━━━━━ Available records ━━━━━

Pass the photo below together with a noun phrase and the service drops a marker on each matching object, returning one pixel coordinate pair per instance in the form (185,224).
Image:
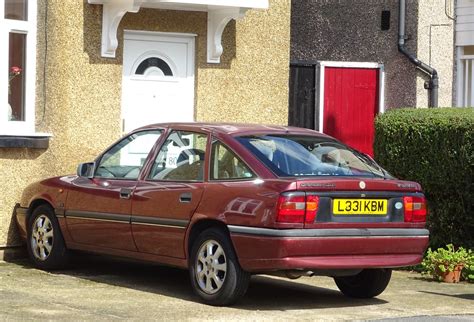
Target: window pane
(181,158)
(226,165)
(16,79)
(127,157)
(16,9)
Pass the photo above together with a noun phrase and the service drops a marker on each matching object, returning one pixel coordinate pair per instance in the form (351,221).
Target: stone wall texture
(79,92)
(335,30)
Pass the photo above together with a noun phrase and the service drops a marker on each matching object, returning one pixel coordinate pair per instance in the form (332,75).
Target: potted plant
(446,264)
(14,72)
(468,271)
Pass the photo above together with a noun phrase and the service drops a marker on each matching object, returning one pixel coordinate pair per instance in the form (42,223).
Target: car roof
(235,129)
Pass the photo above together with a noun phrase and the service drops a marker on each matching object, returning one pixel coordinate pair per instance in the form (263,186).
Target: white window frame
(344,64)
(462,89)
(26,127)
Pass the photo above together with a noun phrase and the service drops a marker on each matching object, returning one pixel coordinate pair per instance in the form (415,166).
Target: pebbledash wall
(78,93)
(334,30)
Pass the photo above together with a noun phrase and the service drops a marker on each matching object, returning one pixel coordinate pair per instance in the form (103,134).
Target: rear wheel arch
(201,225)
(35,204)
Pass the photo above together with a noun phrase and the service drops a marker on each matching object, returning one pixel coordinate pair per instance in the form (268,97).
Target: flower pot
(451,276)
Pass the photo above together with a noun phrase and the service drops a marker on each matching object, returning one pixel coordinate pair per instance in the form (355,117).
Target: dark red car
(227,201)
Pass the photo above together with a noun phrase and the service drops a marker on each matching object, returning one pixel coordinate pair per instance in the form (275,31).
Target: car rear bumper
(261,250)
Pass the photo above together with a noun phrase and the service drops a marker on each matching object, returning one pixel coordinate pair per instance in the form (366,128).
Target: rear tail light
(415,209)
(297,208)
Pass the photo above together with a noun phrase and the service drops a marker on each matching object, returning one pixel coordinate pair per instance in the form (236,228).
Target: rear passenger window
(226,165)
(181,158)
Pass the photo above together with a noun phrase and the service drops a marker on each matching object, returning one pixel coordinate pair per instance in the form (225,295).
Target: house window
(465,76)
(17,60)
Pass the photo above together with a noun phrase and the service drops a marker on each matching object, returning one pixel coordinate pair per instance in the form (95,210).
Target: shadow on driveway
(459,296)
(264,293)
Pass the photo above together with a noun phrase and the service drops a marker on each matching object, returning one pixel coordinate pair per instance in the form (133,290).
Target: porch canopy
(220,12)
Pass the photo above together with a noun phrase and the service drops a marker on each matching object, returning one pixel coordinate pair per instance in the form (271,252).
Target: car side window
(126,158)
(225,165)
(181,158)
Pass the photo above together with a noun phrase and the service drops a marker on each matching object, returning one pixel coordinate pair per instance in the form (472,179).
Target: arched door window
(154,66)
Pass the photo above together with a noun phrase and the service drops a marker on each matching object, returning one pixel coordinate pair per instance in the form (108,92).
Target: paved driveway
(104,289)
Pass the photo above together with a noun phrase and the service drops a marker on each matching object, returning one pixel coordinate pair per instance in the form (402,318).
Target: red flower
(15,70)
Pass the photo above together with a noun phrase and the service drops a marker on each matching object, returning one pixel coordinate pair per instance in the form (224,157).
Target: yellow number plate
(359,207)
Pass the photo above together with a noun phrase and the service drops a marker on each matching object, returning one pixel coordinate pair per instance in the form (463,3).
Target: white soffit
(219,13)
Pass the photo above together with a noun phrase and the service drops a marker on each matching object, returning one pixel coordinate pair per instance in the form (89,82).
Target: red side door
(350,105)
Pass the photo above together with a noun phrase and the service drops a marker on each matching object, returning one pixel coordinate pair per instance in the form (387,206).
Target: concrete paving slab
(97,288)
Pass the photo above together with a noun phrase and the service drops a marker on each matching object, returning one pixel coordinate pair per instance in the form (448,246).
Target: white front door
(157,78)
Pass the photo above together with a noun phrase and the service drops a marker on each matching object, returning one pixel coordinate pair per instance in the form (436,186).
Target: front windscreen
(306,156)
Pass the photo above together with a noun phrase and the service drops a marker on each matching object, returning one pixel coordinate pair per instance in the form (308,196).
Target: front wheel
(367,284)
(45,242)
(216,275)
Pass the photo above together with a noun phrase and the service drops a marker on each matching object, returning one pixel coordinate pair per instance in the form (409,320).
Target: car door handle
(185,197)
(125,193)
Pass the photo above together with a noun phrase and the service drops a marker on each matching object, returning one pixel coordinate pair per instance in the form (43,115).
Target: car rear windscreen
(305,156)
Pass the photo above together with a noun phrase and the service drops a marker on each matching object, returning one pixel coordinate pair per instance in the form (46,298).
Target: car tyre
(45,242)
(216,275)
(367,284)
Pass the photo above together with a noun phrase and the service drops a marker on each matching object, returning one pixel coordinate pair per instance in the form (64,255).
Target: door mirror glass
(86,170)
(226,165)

━━━━━
━━━━━ Available records ━━━━━

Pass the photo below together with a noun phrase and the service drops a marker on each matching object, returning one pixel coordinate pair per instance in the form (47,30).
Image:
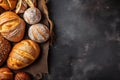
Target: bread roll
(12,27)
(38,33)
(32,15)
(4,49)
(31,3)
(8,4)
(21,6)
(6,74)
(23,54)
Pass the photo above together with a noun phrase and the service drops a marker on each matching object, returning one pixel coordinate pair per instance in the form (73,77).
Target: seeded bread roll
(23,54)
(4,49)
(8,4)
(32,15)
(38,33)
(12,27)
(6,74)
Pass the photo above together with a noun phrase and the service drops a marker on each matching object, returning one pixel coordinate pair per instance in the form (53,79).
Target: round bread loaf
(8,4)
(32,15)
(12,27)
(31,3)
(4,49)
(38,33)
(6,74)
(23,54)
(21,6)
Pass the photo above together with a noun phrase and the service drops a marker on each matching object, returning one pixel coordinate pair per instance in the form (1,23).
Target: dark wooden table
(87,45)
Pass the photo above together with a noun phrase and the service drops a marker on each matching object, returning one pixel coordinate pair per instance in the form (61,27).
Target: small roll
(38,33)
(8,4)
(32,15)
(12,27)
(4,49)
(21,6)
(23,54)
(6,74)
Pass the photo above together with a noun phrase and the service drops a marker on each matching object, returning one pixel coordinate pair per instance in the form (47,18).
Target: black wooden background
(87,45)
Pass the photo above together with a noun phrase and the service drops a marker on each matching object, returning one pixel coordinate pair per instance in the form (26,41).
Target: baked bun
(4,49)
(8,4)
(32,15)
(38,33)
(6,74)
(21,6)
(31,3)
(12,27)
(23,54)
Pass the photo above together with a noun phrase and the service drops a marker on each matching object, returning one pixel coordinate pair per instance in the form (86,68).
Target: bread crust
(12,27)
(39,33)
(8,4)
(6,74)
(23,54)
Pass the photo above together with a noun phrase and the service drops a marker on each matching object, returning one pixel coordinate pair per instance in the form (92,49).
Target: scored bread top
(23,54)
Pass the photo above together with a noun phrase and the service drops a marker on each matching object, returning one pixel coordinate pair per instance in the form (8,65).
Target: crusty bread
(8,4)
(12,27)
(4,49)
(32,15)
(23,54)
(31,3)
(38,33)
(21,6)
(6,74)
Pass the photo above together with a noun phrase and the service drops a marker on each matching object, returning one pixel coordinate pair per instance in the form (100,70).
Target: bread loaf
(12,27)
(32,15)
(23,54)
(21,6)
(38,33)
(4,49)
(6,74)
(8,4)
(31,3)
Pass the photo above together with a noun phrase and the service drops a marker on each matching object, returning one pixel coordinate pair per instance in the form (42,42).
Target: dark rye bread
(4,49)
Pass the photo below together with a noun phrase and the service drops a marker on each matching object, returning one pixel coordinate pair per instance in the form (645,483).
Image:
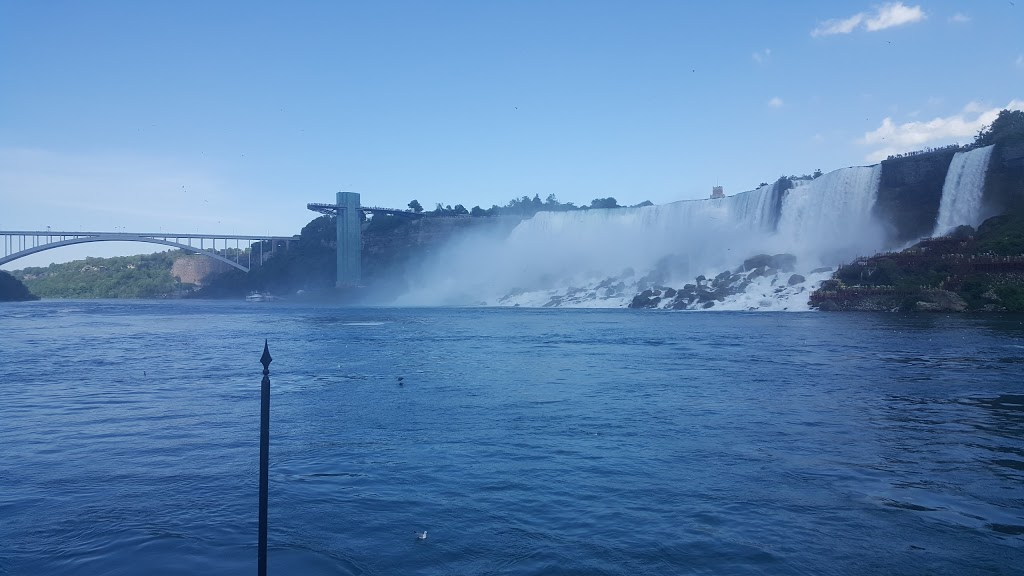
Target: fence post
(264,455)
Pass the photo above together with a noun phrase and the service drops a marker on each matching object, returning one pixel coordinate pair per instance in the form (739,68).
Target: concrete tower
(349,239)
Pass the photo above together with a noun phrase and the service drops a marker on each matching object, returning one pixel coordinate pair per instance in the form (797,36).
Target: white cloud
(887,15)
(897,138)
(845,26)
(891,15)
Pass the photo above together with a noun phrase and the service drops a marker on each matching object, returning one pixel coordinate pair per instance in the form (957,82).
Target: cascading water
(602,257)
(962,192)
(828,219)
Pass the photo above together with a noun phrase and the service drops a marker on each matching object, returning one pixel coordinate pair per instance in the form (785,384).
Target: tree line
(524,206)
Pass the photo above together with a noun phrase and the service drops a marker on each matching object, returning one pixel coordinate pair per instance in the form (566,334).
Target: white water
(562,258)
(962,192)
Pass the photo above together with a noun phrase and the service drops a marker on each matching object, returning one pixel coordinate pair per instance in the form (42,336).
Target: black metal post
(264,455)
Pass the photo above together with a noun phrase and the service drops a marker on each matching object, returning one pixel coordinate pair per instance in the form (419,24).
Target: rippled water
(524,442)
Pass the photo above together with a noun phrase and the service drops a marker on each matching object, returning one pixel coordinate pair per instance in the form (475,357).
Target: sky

━━━━━

(Your assignment) In the records above, find the lines holding "below". Copy each one.

(Answer to this problem)
Pass the photo below together with a noun phrase and the service drops a marker on each matching object, returning one pixel coordinate pair per instance in the form (185,224).
Pass the photo below together with a noun phrase and the service drops a marker on each matching object, returning one pixel coordinate pair per instance in the form (47,30).
Pass the photo below together with a noun phrase and the service drops a marker on each matching object, returning one pixel coordinate pair per instance in the form (645,483).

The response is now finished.